— START Excerpt provided —

And the Jews were once fringes in Europe--excluded, weird, different, segregated, scapegoated, given no voice, relegated to "unchristian" professions, beaten, robbed and driven out in pogroms, and ultimately slaughtered in death camps. That's what marginalization and fringe-ification leads to. I don't give a rats ass for "mainstream America." It doesn't exist. We're all fringes now--except for the CENTER (ahem...), rightwing 'christian' bigots, witch-burners, book-burners, haters of gays, brown immigrants, uppity women and ragheads. Them and the multi-billionaires. If you want to appeal to Mr. and Mrs. Mainstream, how about public hangings?

When the 20% of our population who have always been stupids, and the preachers who rob and manipulate them, are touted by multi-billionaires as the "mainstream," there is nothing the majority of sensible progressives can do to ameliorate them, or to influence public policy.

— END Excerpt provided —
— START Dataset records —

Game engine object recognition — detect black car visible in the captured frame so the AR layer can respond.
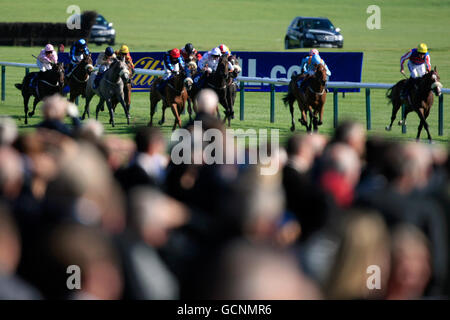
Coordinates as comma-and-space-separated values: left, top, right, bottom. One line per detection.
284, 17, 344, 49
89, 14, 116, 45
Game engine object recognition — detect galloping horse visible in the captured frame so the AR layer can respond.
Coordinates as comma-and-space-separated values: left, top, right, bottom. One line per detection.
112, 56, 134, 112
283, 64, 327, 132
66, 54, 94, 102
189, 55, 234, 126
386, 67, 442, 142
227, 55, 241, 119
15, 62, 64, 124
148, 68, 188, 130
83, 59, 130, 127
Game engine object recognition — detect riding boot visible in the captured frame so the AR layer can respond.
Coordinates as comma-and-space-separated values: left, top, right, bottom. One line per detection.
400, 78, 413, 100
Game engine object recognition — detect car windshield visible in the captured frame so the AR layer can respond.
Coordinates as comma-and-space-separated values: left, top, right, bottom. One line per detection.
95, 15, 108, 26
302, 19, 334, 31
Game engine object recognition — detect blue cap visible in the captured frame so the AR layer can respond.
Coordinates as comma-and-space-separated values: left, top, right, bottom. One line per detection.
105, 47, 114, 57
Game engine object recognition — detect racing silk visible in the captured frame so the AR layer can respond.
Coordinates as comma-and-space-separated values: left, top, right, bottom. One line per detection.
300, 56, 331, 77
36, 49, 58, 71
163, 53, 184, 72
400, 48, 431, 71
198, 51, 219, 71
95, 52, 116, 72
70, 43, 89, 63
180, 48, 202, 63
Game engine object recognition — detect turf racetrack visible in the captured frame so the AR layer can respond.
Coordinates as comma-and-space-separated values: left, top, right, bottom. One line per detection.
0, 0, 450, 143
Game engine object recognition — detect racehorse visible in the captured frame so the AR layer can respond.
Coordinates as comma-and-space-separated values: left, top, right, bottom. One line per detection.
66, 54, 94, 102
386, 67, 442, 142
112, 56, 134, 112
82, 59, 130, 127
15, 62, 64, 124
283, 64, 327, 132
148, 68, 188, 131
189, 55, 234, 126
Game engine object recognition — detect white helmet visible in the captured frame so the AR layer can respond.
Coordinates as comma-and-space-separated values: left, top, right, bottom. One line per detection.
211, 48, 222, 56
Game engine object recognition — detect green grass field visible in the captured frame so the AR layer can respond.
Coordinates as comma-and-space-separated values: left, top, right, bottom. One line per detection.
0, 0, 450, 143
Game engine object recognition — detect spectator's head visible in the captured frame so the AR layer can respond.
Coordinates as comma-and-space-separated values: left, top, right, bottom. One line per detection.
322, 143, 361, 187
387, 225, 431, 300
286, 134, 315, 172
49, 225, 123, 300
332, 121, 366, 157
326, 211, 390, 299
130, 188, 188, 248
197, 89, 219, 115
207, 242, 321, 300
135, 127, 166, 155
0, 147, 24, 200
0, 117, 18, 146
42, 94, 68, 121
0, 203, 21, 275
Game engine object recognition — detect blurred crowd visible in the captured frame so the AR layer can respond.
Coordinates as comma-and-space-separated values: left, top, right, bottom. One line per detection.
0, 90, 450, 300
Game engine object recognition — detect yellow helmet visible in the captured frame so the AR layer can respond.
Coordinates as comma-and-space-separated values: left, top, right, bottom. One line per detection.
417, 43, 428, 53
119, 45, 130, 53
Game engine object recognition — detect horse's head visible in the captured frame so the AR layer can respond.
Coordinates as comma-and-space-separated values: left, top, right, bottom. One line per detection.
84, 53, 94, 73
110, 59, 130, 83
314, 64, 328, 86
427, 66, 443, 96
228, 55, 242, 75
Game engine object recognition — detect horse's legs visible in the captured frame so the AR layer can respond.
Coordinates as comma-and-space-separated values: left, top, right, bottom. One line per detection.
158, 100, 167, 125
106, 98, 115, 127
22, 91, 30, 124
171, 102, 181, 131
95, 97, 105, 120
81, 92, 94, 120
28, 97, 41, 118
289, 101, 295, 131
385, 101, 402, 131
416, 108, 431, 142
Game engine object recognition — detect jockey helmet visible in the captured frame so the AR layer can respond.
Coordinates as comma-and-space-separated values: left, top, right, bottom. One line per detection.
77, 39, 86, 46
169, 48, 180, 59
219, 44, 230, 54
45, 43, 55, 52
211, 48, 221, 56
119, 44, 130, 54
184, 43, 194, 54
311, 54, 322, 65
417, 43, 428, 53
105, 47, 114, 57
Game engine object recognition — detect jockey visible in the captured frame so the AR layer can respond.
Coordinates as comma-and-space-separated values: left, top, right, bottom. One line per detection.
217, 43, 231, 56
36, 44, 58, 72
180, 43, 202, 62
180, 43, 202, 86
296, 49, 331, 90
94, 47, 117, 89
116, 45, 134, 70
198, 48, 222, 73
67, 39, 90, 77
158, 48, 185, 93
400, 43, 431, 99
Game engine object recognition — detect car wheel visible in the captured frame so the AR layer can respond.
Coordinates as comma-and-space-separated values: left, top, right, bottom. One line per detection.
284, 38, 292, 49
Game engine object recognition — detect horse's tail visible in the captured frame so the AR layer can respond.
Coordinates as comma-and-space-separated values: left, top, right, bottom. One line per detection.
283, 88, 295, 107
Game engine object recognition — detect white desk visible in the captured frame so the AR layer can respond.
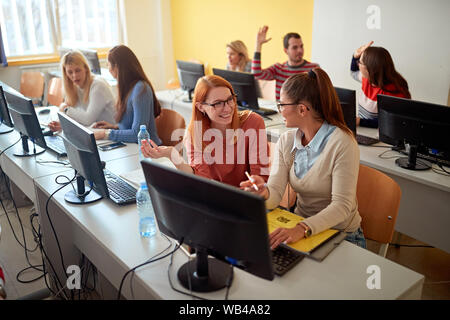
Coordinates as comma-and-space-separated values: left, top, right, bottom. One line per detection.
35, 156, 424, 300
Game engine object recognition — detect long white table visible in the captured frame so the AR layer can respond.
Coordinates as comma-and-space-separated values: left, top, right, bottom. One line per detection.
35, 156, 424, 300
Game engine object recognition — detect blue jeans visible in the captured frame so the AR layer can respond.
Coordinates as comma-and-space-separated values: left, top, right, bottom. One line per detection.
345, 228, 366, 249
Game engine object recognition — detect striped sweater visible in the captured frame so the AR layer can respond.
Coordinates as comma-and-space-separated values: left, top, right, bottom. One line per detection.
350, 57, 407, 128
252, 52, 319, 100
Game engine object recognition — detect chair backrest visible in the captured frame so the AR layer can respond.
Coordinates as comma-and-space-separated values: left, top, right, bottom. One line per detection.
20, 71, 45, 102
47, 77, 64, 106
356, 165, 402, 244
155, 108, 186, 146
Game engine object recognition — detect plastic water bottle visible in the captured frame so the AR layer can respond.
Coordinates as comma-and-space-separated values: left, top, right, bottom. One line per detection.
136, 182, 156, 238
138, 124, 150, 161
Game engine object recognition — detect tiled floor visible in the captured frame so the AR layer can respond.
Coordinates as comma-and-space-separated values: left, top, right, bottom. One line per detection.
0, 207, 450, 300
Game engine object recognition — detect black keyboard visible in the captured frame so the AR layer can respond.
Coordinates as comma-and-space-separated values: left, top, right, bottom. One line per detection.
272, 246, 305, 276
356, 134, 380, 146
103, 169, 137, 205
44, 136, 67, 157
238, 106, 277, 116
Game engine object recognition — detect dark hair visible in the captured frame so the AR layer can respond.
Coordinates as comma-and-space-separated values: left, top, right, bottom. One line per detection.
362, 47, 411, 99
282, 68, 353, 136
108, 45, 161, 122
283, 32, 302, 49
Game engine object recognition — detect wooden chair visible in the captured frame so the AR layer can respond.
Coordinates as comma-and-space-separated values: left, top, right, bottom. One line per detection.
47, 77, 64, 106
356, 165, 402, 257
155, 108, 186, 146
20, 71, 45, 105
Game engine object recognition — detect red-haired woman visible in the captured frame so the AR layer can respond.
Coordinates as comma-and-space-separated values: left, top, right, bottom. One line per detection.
350, 41, 411, 128
94, 45, 161, 144
141, 75, 269, 187
241, 68, 365, 248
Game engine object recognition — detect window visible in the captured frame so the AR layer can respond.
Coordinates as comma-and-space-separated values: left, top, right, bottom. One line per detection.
0, 0, 119, 57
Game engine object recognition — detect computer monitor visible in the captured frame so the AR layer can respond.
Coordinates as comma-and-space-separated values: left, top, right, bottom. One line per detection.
0, 85, 14, 134
59, 48, 101, 74
213, 68, 277, 115
377, 94, 450, 170
4, 91, 47, 157
141, 160, 274, 292
176, 60, 205, 102
334, 87, 356, 136
58, 112, 109, 204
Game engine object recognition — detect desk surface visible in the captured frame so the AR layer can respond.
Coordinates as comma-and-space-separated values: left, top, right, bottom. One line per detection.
36, 156, 424, 299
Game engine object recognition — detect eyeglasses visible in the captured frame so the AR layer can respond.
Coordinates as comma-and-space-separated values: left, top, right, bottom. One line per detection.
277, 101, 309, 113
202, 94, 236, 109
277, 101, 298, 112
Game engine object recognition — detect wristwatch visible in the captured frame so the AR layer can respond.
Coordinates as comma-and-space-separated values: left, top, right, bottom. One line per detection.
299, 222, 312, 238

— END Dataset records —

**Task list:**
(1) According to the excerpt about fringes and the mainstream, who touts certain people as the "mainstream"?
(2) Find each line of the records that contains the word "white", and copy those lines.

**Results for each task:**
(1) Multi-billionaires.

(2)
Game engine object recognition — detect white helmet visible in the captured frame so the AR layer can respond.
Game engine object recognition — detect white desk visible in the captured frame so the AR layer can respond.
Game engine object recognition — detect long white table visible in the captured frame so the AR layer can respond.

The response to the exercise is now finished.